**The exercise:** Count the lines in the records below that contain the string "point". Reply with only the number.

━━━ Given information ━━━

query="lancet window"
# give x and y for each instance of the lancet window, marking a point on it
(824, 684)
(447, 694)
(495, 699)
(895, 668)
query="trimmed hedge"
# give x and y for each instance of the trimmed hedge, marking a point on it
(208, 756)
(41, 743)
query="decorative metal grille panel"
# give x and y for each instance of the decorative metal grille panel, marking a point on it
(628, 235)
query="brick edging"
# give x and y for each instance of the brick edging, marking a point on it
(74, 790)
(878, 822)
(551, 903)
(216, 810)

━━━
━━━ Given information ━━━

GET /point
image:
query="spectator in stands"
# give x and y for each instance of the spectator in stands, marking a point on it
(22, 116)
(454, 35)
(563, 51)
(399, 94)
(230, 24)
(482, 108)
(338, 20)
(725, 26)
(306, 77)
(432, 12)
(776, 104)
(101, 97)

━━━

**Solution to the exercise:** 6